Tasks to carry out:
1. Decide whether each statement below agrees with the post on drone lens corrections. Answer yes or no and quote the words of the post that settle it.
(a) The Mavic 3's original DNG files measure 5280x3956.
(b) On the Air2S, the image circle does not cover the entire sensor.
(c) The writer holds that the manufacturer should decide whether embedded lens corrections are applied.
2. Carry on the post on drone lens corrections, picking up after its final sentence.

Article:
"""

You can also check and you will see files after are 20.1 mp as per advertising of the lens. Almost all lens both in drones and handheld require corrections for raw images.
Yep, all drones come with embedded lens corrections, wich despite the fact the lenses are not interchangeable, they should be optional, because embedded profiles are not perfect and any photographer could do a better job if they want.
We should have the option to deactivate the embedded lens corrections and apply our own corrections (or leave them uncorrected), it should be the photographer's decision, not the manufacturer decision (on the M3 doesn't have any sense to remove the embedded profile because image don't cover the entire sensor, so you'll allways have to crop, but in other drones like the 2S where the circle of image covers the entire sensor it should be optional).
On the other hand, and that was the problem I was pointing, the Mavic 3 is the only drone that I had in wich the image circle doesn't cover the entire sensor, on all the other drones I had (Mini 2, Air2S and Evo Lite+) the image circle of the lens covered the entire sensor.
Original DNGs are 5280x3956 (20.89MP), then the frame is cropped to roughly 5016x3762 (18.87MP) to get rid of the vignetting (wich is not lens vignetting you get on most optics, is lack of circle of image) and then upsampled to 5272x3948 (20.81MP), thus you lose quality, edges become soft, artifacts appear, and you can't do anything about it.
A good optical design leaves a margin between the end of the sensor and the end of the circle of image, because near the limit of the circle of image, the quality of the image is always going to be crappy. But on the M3 that near limit area is in fact a great part of the end image.

"""

Data listing:
"""

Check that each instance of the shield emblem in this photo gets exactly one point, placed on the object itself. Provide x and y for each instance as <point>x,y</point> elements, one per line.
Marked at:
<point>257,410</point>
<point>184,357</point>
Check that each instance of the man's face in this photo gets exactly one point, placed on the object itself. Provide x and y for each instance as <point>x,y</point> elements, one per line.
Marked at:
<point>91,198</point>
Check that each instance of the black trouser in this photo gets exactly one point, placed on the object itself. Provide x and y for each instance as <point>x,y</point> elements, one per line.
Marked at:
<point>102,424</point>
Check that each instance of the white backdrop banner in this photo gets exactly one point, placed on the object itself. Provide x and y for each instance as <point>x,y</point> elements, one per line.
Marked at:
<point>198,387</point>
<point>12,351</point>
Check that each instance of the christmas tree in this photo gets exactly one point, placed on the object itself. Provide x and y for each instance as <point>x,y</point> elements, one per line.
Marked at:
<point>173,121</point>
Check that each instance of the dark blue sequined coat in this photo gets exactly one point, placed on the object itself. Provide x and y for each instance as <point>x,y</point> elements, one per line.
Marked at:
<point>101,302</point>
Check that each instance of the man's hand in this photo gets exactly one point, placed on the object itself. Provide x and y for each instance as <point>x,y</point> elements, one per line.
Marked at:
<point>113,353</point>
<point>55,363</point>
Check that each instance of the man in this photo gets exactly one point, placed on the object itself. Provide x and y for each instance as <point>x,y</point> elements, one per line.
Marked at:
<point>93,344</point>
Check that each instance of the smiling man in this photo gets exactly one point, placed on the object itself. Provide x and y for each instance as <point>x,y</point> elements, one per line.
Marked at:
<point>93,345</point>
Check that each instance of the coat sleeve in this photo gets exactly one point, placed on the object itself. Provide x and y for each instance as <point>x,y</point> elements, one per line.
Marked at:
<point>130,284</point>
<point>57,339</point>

"""

Responses by task:
1.
(a) Yes: "Original DNGs are 5280x3956 (20.89MP)"
(b) No: "on all the other drones I had (Mini 2, Air2S and Evo Lite+) the image circle of the lens covered the entire sensor"
(c) No: "it should be the photographer's decision, not the manufacturer decision"

2.
In fact, this is what you lose from the crop (above the full image exported with Rawdigger with the circle of image vignetting and with the approx crop painted on red, and then how you get it from Lightroom):
So yep, sensor cropping and lack of camera matching color profiles is a huge issue for a drone that pretends to be professional. They announce it as a 4/3 20MP sensor, which is not, is around 18.8MP and then upsampled, and they announce it has Hasselblad color profile, which it hasn't for the DNGs, and no professional photographer will ever shoot in JPG (wich has an atrocious editing embedded).
This "profesional" drone is far away from the modern FF mirrorless standard as far as for editing options and customization options. I can customize every single useful aspect of the post-process on my R6, and even my old 6D or my 30D from the Cretaceous had more options to customize what I wanted and didn't want to be applied on the image.
...but still the best drone you can get, sadly.
PS: Just look at this approx chart and remove the crop of the M3 sensor... well, not so far from the Air2S (wich ofc also crops a bit, but edges on the 2S could be usable if the lens profile would be optional). Still it's a better sensor with more dynamic range and with shadows full of details, but still you are not getting what you paid for.